> _Text segment_:
┌────────
On 2025/2/27 07:47, Nhat Pham wrote:
On Wed, Feb 26, 2025 at 1:23 PM Yosry Ahmed <yosry.ahmed@xxxxxxxxx> wrote:
On Wed, Feb 26, 2025 at 09:16:28PM +0000, Eric Biggers wrote:
On Wed, Feb 26, 2025 at 08:32:22PM +0000, Yosry Ahmed wrote:
On Wed, Feb 26, 2025 at 08:00:16PM +0000, Eric Biggers wrote:
On Wed, Feb 26, 2025 at 06:56:25PM +0000, Yosry Ahmed wrote:
Currently, zswap_cpu_comp_dead() calls crypto_free_acomp() while holding
the per-CPU acomp_ctx mutex. crypto_free_acomp() then holds scomp_lock
(through crypto_exit_scomp_ops_async()).
On the other hand, crypto_alloc_acomp_node() holds the scomp_lock
(through crypto_scomp_init_tfm()), and then allocates memory.
If the allocation results in reclaim, we may attempt to hold the per-CPU
acomp_ctx mutex.
The bug is in acomp. crypto_free_acomp() should never have to wait for a memory
allocation. That is what needs to be fixed.
crypto_free_acomp() does not explicitly wait for an allocation, but it
waits for scomp_lock (in crypto_exit_scomp_ops_async()), which may be
held while allocating memory from crypto_scomp_init_tfm().
Are you suggesting that crypto_exit_scomp_ops_async() should not be
holding scomp_lock?
I think the solution while keeping the bounce buffer in place would be to do
what the patch
https://lore.kernel.org/linux-crypto/Z6w7Pz8jBeqhijut@xxxxxxxxxxxxxxxxxxx/ does,
i.e. make the actual allocation and free happen outside the lock.
I am fine with a solution like that if Herbert is fine with it. Although
as I mentioned, I think this patch is nice to have anyway.
But really the bounce buffering in acomp (which is what is causing this problem)
should not exist at all. There is really no practical use case for it; it's
just there because of the Crypto API's insistence on shoehorning everything into
scatterlists for no reason...
I am assuming this about scomp_scratch logic, which is what we need to
hold the scomp_lock for, resulting in this problem.
Yes.
If this is something that can be done right away I am fine with dropping
this patch for an alternative fix, although it may be nice to reduce the
lock critical section in zswap_cpu_comp_dead() to the bare minimum
anyway.
└────────
> _Raw data_:
┌────────
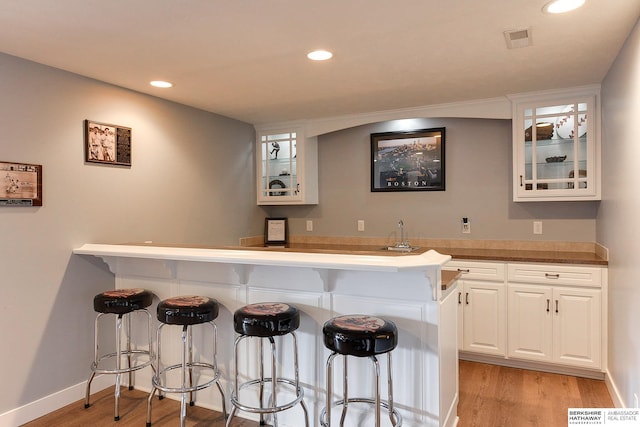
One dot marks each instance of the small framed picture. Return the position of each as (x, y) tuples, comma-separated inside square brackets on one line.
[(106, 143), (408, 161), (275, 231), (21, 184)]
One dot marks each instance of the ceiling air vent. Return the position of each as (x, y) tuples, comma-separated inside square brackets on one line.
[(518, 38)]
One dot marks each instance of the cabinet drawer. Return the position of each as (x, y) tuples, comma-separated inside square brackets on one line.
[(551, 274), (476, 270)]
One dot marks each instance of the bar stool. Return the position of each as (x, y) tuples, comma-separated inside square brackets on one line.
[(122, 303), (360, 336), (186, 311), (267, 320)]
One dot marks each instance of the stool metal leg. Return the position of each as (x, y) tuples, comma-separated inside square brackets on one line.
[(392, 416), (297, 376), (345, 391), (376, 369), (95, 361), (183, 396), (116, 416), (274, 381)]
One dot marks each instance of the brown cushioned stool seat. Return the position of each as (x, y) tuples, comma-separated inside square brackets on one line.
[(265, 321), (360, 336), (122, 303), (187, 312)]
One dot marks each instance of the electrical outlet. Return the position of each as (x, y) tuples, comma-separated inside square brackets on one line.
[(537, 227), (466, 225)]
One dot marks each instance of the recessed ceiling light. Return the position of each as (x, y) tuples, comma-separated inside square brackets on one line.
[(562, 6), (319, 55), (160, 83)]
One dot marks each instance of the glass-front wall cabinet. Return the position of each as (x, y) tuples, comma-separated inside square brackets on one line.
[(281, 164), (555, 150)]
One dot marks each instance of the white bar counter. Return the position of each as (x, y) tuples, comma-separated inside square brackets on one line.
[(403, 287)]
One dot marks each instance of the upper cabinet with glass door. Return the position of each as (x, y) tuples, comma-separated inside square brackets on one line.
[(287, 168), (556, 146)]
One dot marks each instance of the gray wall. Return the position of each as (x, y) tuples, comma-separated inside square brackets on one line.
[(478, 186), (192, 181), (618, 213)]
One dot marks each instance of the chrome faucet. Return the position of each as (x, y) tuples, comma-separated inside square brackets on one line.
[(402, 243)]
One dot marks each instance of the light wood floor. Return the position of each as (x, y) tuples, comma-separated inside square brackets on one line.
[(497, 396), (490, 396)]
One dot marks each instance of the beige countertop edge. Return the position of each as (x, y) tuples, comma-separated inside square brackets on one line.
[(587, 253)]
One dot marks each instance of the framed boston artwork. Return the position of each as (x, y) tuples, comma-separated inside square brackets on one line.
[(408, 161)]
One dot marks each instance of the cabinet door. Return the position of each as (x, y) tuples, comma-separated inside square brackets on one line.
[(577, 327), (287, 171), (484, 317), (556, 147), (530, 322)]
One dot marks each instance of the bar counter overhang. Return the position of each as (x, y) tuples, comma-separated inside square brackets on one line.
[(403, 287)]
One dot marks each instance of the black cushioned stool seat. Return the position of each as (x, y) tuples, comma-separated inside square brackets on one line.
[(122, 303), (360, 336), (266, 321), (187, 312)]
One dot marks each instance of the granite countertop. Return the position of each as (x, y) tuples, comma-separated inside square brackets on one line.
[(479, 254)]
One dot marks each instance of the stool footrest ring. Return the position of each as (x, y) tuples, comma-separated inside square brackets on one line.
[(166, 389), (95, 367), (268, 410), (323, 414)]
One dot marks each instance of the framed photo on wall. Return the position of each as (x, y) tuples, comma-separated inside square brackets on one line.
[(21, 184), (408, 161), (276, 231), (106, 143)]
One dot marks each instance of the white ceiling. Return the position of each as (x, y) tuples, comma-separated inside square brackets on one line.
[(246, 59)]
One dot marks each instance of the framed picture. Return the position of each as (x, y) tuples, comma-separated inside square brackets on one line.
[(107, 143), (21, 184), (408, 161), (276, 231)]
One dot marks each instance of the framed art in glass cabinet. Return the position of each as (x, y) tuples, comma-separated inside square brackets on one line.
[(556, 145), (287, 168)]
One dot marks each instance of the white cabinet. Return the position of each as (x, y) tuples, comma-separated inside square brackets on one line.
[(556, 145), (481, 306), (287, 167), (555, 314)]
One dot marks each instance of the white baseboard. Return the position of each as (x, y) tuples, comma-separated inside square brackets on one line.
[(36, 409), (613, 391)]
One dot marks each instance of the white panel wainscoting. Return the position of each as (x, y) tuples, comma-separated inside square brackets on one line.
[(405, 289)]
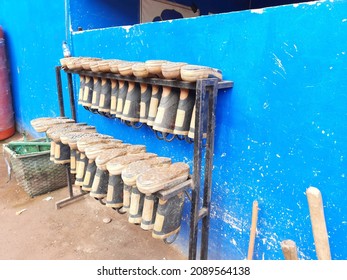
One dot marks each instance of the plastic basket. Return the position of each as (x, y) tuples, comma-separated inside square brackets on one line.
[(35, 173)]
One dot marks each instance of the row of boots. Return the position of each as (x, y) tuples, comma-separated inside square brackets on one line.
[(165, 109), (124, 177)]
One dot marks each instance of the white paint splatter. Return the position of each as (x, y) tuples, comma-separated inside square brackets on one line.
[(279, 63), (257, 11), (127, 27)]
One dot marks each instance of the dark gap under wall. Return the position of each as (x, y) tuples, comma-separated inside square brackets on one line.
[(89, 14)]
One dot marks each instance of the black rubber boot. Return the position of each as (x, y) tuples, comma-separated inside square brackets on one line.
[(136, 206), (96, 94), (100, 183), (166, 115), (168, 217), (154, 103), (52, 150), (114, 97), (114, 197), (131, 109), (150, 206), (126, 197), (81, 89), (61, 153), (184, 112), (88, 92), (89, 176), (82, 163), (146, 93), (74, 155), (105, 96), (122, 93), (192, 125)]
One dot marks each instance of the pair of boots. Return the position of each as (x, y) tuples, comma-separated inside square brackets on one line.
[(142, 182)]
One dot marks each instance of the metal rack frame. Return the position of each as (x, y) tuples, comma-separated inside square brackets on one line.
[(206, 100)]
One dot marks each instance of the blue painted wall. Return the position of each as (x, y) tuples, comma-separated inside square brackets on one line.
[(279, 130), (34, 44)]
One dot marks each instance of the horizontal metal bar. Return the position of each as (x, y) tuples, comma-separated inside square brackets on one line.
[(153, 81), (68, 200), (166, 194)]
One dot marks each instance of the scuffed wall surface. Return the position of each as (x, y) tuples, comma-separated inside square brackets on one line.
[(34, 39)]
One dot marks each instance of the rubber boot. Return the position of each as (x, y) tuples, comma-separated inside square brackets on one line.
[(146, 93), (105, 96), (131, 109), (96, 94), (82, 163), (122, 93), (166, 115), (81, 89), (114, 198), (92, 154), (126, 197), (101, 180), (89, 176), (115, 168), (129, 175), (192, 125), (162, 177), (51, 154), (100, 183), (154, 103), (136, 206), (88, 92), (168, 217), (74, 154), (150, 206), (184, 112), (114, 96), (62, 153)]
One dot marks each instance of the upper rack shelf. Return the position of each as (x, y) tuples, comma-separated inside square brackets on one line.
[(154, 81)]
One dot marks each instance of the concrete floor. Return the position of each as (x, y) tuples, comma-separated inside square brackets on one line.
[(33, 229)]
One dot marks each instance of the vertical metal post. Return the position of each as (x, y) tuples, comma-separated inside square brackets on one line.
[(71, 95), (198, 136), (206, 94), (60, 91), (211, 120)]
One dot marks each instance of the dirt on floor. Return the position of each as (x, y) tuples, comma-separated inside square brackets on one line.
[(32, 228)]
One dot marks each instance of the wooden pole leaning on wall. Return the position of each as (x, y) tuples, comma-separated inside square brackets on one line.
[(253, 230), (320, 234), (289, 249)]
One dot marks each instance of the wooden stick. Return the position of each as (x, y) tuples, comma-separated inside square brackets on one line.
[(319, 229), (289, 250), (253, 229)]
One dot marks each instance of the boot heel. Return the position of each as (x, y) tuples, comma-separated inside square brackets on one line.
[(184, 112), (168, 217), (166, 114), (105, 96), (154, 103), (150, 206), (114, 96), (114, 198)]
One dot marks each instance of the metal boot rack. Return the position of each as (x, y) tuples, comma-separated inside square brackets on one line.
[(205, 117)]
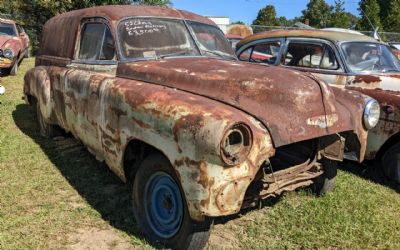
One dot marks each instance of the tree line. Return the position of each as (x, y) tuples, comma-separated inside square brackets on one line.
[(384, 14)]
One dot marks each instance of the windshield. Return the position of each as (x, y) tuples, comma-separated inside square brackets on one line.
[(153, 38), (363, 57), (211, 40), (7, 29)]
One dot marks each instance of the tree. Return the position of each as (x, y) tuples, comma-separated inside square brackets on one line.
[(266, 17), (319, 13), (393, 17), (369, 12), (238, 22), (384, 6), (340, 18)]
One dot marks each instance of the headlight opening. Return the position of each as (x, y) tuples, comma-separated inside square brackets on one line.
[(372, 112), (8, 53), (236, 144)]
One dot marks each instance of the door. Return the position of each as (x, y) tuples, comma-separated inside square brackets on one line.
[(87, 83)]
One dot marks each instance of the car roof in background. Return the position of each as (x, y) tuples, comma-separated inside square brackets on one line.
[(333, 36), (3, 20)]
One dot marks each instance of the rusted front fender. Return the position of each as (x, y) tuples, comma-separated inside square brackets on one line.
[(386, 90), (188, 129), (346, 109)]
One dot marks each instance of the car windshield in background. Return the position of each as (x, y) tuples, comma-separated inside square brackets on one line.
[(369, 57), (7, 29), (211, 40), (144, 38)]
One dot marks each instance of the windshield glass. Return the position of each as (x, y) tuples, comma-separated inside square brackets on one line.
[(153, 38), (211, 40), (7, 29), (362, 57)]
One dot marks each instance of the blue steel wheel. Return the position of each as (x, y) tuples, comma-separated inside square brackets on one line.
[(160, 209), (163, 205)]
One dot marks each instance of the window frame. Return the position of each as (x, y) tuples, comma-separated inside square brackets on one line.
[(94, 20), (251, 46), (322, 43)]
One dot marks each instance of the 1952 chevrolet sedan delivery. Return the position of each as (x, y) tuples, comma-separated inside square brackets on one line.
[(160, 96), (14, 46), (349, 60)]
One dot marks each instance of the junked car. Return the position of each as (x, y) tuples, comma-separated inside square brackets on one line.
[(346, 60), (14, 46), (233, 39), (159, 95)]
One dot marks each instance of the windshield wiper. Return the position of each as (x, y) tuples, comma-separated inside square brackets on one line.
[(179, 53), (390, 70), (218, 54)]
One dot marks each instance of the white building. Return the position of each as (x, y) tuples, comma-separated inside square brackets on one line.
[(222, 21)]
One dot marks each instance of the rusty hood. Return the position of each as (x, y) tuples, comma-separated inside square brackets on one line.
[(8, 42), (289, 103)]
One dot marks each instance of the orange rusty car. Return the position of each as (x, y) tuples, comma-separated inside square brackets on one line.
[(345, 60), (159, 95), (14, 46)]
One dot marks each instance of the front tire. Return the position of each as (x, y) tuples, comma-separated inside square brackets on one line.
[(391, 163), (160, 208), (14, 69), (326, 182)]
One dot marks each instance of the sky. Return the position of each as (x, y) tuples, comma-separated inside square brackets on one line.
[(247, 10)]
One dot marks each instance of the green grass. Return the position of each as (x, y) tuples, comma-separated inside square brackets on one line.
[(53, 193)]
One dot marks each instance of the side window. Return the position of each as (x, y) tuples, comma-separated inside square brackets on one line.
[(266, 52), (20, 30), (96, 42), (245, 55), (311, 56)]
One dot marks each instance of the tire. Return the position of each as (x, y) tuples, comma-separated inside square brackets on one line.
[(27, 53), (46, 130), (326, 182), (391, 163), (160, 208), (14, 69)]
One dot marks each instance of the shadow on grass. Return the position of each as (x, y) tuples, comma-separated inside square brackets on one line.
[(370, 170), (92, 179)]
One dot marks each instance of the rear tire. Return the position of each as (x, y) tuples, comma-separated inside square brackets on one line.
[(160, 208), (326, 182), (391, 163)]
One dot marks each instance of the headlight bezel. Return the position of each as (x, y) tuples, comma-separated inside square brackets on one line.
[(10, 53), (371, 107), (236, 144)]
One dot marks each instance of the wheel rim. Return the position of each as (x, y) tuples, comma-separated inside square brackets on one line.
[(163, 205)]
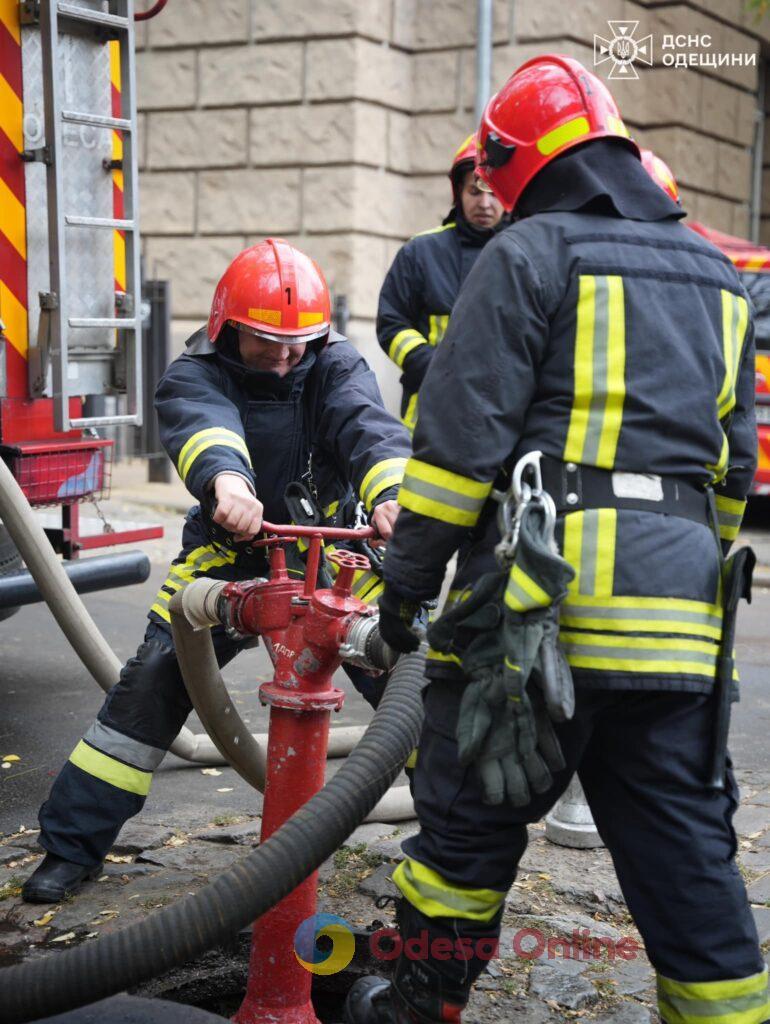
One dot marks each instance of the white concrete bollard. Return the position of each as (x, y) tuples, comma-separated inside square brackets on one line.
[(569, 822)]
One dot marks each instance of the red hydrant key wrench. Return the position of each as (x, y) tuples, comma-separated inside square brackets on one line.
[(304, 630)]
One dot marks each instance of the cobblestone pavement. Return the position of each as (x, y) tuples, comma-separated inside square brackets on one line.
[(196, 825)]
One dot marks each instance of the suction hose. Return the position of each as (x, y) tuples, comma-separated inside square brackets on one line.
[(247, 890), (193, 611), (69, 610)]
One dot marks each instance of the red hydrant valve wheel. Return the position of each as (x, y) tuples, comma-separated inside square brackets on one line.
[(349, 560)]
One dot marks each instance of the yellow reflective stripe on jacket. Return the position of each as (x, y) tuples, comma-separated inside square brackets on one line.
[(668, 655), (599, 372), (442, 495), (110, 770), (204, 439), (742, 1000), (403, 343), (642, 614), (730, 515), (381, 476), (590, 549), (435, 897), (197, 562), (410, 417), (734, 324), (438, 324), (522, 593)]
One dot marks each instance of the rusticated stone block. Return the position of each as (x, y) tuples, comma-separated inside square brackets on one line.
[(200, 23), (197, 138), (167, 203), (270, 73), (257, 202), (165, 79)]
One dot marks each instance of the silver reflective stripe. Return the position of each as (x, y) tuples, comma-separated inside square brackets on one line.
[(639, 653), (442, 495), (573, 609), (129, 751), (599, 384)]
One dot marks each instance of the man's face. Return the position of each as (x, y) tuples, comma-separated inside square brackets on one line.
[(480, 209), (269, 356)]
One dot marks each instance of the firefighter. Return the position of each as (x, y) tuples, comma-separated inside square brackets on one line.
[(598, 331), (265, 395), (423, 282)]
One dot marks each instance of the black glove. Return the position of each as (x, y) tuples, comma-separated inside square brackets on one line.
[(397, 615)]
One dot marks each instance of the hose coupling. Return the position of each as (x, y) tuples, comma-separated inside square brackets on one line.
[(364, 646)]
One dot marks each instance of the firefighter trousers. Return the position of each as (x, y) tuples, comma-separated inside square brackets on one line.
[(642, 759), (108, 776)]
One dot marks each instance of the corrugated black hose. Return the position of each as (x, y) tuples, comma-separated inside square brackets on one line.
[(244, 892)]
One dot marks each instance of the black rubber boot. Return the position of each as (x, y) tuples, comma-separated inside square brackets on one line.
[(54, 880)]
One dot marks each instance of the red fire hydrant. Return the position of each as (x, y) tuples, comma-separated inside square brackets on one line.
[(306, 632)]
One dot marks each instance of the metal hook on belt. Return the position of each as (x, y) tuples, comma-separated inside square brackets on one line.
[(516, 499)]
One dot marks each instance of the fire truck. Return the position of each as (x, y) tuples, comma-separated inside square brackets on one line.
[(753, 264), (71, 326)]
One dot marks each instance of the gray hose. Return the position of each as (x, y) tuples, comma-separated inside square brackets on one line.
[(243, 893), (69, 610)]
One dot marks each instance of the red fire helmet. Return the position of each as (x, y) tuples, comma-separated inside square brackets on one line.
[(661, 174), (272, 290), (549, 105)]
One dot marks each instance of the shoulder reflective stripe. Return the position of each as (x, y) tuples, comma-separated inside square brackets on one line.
└────────
> _Your instructions_:
Can you repeat the zswap discussion from "The bug is in" up to and including "to have anyway.", replacing "scomp_lock" with "scratch_lock" throughout?

> _Full output_:
The bug is in acomp. crypto_free_acomp() should never have to wait for a memory
allocation. That is what needs to be fixed.
crypto_free_acomp() does not explicitly wait for an allocation, but it
waits for scratch_lock (in crypto_exit_scomp_ops_async()), which may be
held while allocating memory from crypto_scomp_init_tfm().
Are you suggesting that crypto_exit_scomp_ops_async() should not be
holding scratch_lock?
I think the solution while keeping the bounce buffer in place would be to do
what the patch
https://lore.kernel.org/linux-crypto/Z6w7Pz8jBeqhijut@xxxxxxxxxxxxxxxxxxx/ does,
i.e. make the actual allocation and free happen outside the lock.
I am fine with a solution like that if Herbert is fine with it. Although
as I mentioned, I think this patch is nice to have anyway.